→ **REQUIREMENT**: Output all of the data below exactly as given.

(Point labeling examples)
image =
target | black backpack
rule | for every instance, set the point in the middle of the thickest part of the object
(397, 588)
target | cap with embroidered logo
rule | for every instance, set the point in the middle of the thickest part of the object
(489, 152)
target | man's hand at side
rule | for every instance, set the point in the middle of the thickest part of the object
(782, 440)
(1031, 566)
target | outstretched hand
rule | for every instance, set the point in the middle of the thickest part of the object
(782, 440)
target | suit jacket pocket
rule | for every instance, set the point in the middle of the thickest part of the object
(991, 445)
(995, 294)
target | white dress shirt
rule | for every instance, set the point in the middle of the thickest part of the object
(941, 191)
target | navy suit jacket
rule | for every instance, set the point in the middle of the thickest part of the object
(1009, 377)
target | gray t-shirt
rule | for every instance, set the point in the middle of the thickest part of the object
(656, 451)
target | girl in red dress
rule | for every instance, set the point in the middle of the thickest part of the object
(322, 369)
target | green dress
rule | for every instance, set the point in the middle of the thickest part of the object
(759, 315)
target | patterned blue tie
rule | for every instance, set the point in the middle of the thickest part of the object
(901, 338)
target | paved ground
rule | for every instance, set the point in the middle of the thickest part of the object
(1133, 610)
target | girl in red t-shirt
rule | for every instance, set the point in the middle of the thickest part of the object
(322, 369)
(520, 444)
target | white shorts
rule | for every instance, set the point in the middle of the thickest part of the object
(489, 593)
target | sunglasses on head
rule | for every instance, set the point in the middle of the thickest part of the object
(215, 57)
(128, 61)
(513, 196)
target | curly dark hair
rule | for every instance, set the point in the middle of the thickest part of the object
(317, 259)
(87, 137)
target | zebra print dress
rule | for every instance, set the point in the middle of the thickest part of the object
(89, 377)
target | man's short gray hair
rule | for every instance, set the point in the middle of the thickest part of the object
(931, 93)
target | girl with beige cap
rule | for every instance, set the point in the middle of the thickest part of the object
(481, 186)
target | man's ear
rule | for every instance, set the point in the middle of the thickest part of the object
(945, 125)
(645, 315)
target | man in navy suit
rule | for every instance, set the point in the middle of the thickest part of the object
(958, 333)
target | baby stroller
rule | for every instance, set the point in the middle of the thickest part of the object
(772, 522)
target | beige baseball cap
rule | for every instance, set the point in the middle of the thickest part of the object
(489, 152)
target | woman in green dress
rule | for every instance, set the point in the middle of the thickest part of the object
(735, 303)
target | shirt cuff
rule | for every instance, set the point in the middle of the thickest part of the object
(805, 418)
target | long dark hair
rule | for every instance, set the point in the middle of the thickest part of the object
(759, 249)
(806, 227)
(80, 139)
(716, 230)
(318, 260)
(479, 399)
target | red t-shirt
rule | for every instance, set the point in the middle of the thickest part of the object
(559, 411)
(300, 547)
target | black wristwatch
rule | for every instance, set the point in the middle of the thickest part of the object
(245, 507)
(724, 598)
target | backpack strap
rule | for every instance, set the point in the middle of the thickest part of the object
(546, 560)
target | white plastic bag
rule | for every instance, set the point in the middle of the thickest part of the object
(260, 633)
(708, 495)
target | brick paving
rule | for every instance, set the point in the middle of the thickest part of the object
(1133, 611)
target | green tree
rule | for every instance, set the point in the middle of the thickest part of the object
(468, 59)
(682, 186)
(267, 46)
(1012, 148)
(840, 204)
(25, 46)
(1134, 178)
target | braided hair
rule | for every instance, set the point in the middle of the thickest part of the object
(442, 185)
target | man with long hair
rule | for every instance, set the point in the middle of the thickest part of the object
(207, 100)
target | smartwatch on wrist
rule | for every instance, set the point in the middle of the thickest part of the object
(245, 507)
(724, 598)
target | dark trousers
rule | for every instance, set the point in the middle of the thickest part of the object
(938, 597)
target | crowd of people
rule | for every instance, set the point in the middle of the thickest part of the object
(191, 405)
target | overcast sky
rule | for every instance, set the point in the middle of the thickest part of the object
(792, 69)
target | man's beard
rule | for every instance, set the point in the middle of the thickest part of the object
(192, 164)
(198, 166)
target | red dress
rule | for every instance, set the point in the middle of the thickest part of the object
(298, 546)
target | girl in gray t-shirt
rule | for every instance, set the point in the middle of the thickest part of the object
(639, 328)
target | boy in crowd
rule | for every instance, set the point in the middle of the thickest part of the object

→ **FULL RESPONSE**:
image =
target | black backpack
rule | for every instance, set the point in the middle of the thickest part of the object
(397, 588)
target | cap with embroidered logo
rule | for every instance, set the point in the middle of the thickest part of the object
(489, 152)
target | man's hand at side
rule | for every instance, set the point in the middle of the thickest part of the object
(782, 440)
(1031, 566)
target | outstretched hand
rule | for every instance, set the point in the middle of the thickest part of the object
(782, 440)
target | suit jacket pocket
rule | for every instance, set the point in the middle of the thickest part of the object
(991, 445)
(995, 294)
target | white dress shirt
rule | for every instance, set the point in the middle of the thickest part of the object
(941, 191)
target | navy suit jacket
rule | for every instance, set the point in the middle of the thickest part of the object
(1009, 377)
target | gray t-shirt
rule | for every instance, set the point in the middle of the thickest part of the object
(656, 451)
target | girl in red dress
rule | for every instance, set the point in the middle of the thickest part of the object
(322, 369)
target | green dress
rule | for every instance, set the point in the middle of the thickest part of the object
(759, 315)
target | patterned blue tie
rule | for every instance, set the point in the middle of the thickest part of the object
(901, 338)
target | paved ground
rule | for every instance, set the point in the middle of the thickest part of the object
(1133, 610)
target | girl in red t-shirt
rule | for every instance, set the point in the middle of the thickest part of the object
(322, 369)
(520, 444)
target | white shorts
rule | for every instance, set the point in the middle of the thickest part of the object
(489, 593)
target | sunglasses on head
rule | for every instance, set the point in the middle of the thickest part of the object
(215, 57)
(128, 61)
(513, 196)
target | curly dark hair
rule | for every instance, set the point in the middle of the thickest part of the object
(317, 259)
(87, 137)
target | zebra print dress
rule | for every instance, set the point in the middle of the thickest part of the object
(89, 377)
target | man's short gray hair
rule | for every instance, set the point in the middle of the thickest part of the object
(931, 93)
target | girl with beige cap
rule | for every instance, set the point in the middle of the thickest part of the object
(481, 186)
target | man's ear
rule | for every instance, set the point in the middle of the thickest part of the object
(945, 125)
(645, 315)
target | man in navy suit
rule | for every instance, set the point in the middle of the thickest part of the object
(958, 333)
target | baby stroller
rule | for every instance, set the point in the middle of the thickest part of the object
(772, 522)
target | beige baseball cap
rule | for every instance, set the point in the middle of the thickest part of the object
(489, 152)
target | woman in green dress
rule | for every instance, set the point in the middle of the thickest part of the object
(735, 303)
target | shirt cuff
rule | for every instance, set the point in the middle of the thickest part of the object
(805, 418)
target | long dark hair
rule | for every instance, set the point in the middle of the thickest part of the object
(759, 249)
(806, 227)
(80, 139)
(716, 230)
(318, 260)
(479, 399)
target | red t-shirt
rule | for every instance, set the point in the middle of the thickest part of the object
(559, 411)
(300, 547)
target | black wristwatch
rule | for every instance, set the point in the middle of the thickest part of the object
(245, 507)
(724, 598)
target | backpack strap
rule | for every instance, set the point in the middle of the thickest part of the object
(546, 560)
target | white plastic bag
rule | for every instance, set the point in the middle of the thickest part of the object
(260, 633)
(708, 495)
target | brick paving
rule | for every instance, set the point in the middle of the thickest part of the object
(1133, 611)
target | green tree
rule | for every instance, set the point in the middle of the thickest part of the object
(468, 59)
(682, 186)
(267, 46)
(1012, 148)
(840, 204)
(25, 46)
(1134, 178)
target | braided hair
rule | for every instance, set the point in the middle of the thickest part of the object
(442, 185)
target | man with long hair
rule | for every instance, set the point in the middle of the thickest part of the object
(207, 100)
target | smartwatch on wrist
rule | for every instance, set the point in the middle of the thickest part of the object
(245, 507)
(724, 598)
target | dark trousers
rule | for every instance, set the point in the middle of the thickest part of the object
(938, 597)
target | crowd of people
rule | for every instance, set the point in the middle of the thickest part of the object
(191, 405)
target | overcast sky
rule | for every instance, set the point in the middle of the thickest part of the object
(792, 69)
target | man's beard
rule | for every instance, set the point in the middle of the thickest part of the object
(192, 164)
(198, 166)
target | red dress
rule | for every instance, set the point in the middle of the thickest part of the object
(298, 546)
target | girl in gray t-shirt
rule | for every instance, set the point in the middle of the thickest part of the object
(639, 328)
target | boy in crowd
rule | for every instance, set the point in the middle of the thickest part of the object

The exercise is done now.